++++ Input data
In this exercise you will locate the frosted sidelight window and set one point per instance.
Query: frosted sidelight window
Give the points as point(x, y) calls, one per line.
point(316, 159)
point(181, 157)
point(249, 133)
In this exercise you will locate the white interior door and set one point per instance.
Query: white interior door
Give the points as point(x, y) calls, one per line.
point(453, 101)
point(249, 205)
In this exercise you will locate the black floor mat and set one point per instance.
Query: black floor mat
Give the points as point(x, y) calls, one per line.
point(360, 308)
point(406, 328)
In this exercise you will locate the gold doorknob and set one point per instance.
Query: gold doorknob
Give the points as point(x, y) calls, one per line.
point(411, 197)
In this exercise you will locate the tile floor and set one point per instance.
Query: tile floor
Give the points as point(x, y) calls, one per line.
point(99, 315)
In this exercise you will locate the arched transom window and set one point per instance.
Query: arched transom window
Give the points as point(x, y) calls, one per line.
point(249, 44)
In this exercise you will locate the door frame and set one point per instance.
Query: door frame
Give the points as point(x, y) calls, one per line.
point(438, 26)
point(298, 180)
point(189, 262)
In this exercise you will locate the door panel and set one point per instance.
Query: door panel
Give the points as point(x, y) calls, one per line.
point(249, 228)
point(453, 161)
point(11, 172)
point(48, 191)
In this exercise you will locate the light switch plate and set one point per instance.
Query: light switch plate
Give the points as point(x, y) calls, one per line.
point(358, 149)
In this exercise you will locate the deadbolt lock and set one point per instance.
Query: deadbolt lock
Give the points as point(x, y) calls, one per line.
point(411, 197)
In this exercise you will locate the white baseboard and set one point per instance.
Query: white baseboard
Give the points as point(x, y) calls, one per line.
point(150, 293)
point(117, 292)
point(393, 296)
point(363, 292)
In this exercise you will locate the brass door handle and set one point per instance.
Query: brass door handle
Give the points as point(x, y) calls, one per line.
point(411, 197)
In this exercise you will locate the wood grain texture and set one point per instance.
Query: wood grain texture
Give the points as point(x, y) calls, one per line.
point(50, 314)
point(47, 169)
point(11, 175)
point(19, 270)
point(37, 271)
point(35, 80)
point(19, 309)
++++++++
Task to complete: Write out the line containing "In this exercise you will locate the deadbolt" and every line after it through the end of the entries. Keep each one exactly as it is, and add nothing.

Solution:
In this exercise you will locate the deadbolt lock and set one point per instance.
Query: deadbolt lock
Give the points as point(x, y) calls, one per line.
point(411, 197)
In this exercise you will locate the white baseboard and set one point per instance.
Query: white baseboard
Give the points as point(x, y) calls, one per line.
point(150, 293)
point(117, 292)
point(393, 296)
point(363, 292)
In this exercise you will locate the brass door handle and set one point per instance.
Query: brass door handle
Give the points as point(x, y) calls, one per line.
point(411, 197)
In this exercise you will locate the wood grain texture and set one point per instance.
Query: wood grain texture
Give the points as point(x, y) calls, one per line.
point(50, 314)
point(47, 169)
point(11, 175)
point(19, 270)
point(37, 271)
point(35, 80)
point(19, 309)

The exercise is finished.